> EXERCISE AIM:
Set each entry down verbatim, omitting images.

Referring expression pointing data
▼▼▼
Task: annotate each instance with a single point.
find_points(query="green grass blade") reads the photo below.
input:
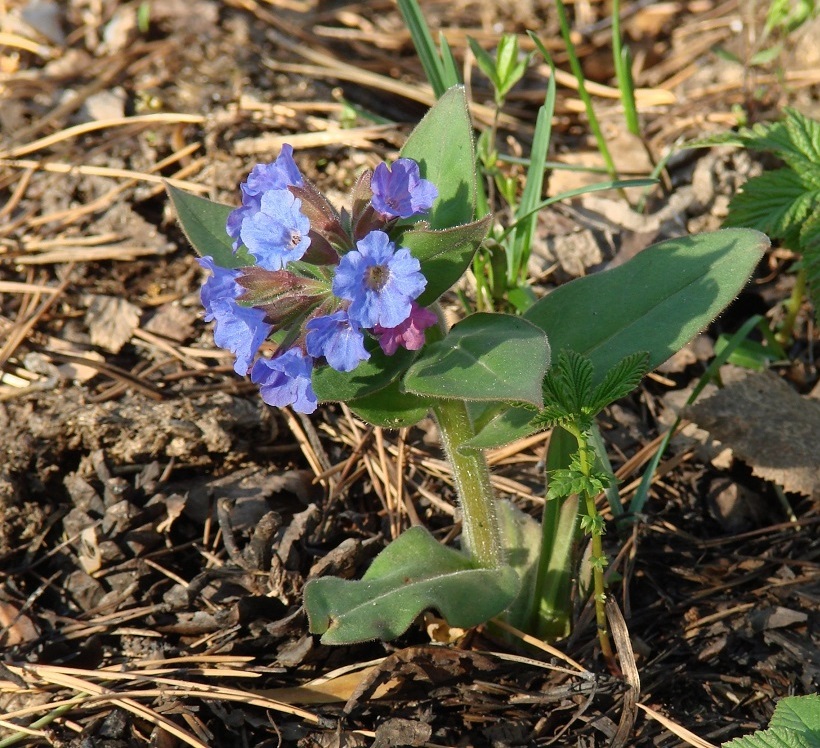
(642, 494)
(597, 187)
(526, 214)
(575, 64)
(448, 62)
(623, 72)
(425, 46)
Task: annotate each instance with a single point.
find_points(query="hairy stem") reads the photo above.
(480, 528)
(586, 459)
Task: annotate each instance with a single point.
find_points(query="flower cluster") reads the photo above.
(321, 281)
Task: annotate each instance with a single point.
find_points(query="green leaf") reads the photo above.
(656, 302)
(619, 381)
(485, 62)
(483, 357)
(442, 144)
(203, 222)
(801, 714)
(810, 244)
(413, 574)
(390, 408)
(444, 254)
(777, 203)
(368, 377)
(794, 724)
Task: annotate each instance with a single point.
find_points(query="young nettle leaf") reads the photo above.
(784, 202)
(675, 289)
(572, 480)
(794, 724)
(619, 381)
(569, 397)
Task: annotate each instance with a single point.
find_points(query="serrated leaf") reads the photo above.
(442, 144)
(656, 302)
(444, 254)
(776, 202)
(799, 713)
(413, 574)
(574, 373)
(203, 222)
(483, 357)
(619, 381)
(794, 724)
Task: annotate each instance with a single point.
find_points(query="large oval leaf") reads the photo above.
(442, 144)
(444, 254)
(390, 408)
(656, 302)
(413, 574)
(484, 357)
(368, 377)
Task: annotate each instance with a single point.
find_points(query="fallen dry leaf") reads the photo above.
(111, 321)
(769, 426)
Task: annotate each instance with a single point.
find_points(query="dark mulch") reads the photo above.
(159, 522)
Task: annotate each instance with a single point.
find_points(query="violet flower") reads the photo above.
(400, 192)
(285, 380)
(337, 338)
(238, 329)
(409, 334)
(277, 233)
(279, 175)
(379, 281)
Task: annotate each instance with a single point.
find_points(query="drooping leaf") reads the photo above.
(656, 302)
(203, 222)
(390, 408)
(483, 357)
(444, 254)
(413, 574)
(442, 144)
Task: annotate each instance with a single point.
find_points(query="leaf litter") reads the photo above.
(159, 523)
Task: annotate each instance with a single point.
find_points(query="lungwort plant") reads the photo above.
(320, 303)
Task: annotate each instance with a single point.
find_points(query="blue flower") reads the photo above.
▲▲▲
> SOLUTION FOR THIS EXERCISE:
Task: annotate each instance with a single point.
find_points(query="green grass blade") reads the photo below.
input:
(642, 494)
(597, 187)
(526, 214)
(575, 64)
(448, 62)
(623, 72)
(425, 46)
Task: annotate each instance with a single point.
find_points(query="hairy stem") reads the photo above.
(480, 528)
(586, 459)
Task: annotate each instance with a single point.
find_points(query="flower cluster") reads the photo above.
(321, 281)
Task: annotate each instance with a single point.
find_points(query="green leaf") reads the photo above.
(656, 302)
(619, 381)
(485, 62)
(483, 357)
(442, 144)
(203, 222)
(801, 714)
(810, 244)
(413, 574)
(390, 408)
(444, 254)
(777, 203)
(368, 377)
(794, 724)
Task: annotate each instance with a single point.
find_points(query="young nettle leaf") reads the photo above.
(784, 202)
(675, 289)
(572, 480)
(794, 724)
(619, 381)
(569, 397)
Task: annotate each instance with a single point.
find_points(query="serrated leaf") reads the photo above.
(442, 144)
(656, 302)
(444, 254)
(776, 202)
(799, 713)
(413, 574)
(574, 373)
(203, 222)
(483, 357)
(619, 381)
(794, 724)
Task: annotate each instance with a single point.
find_points(query="large oval leaf") reads the photo above.
(442, 144)
(444, 254)
(390, 408)
(656, 302)
(413, 574)
(484, 357)
(368, 377)
Task: annotate each instance with a single point.
find_points(query="fallen dry leaf") reads the photo above.
(111, 321)
(769, 426)
Task: annotate each instance with a single point.
find_points(query="dark mulch") reads the photo above.
(159, 522)
Task: annotate each instance with a single point.
find_points(query="violet flower") reads the photo above.
(400, 192)
(285, 380)
(337, 338)
(238, 329)
(409, 334)
(277, 233)
(279, 175)
(379, 281)
Task: annotate each instance with a single point.
find_points(query="drooping leaf") reads the photo above.
(656, 302)
(203, 222)
(390, 408)
(483, 357)
(444, 254)
(413, 574)
(442, 144)
Task: annotate each instance with a single point.
find_points(query="leaf litter") reads the photo above.
(159, 523)
Task: annotate each instance with a single point.
find_points(query="lungwort plant") reads the photo above.
(320, 303)
Task: annotate each instance with a single point.
find_points(query="blue flower") reads the photo above.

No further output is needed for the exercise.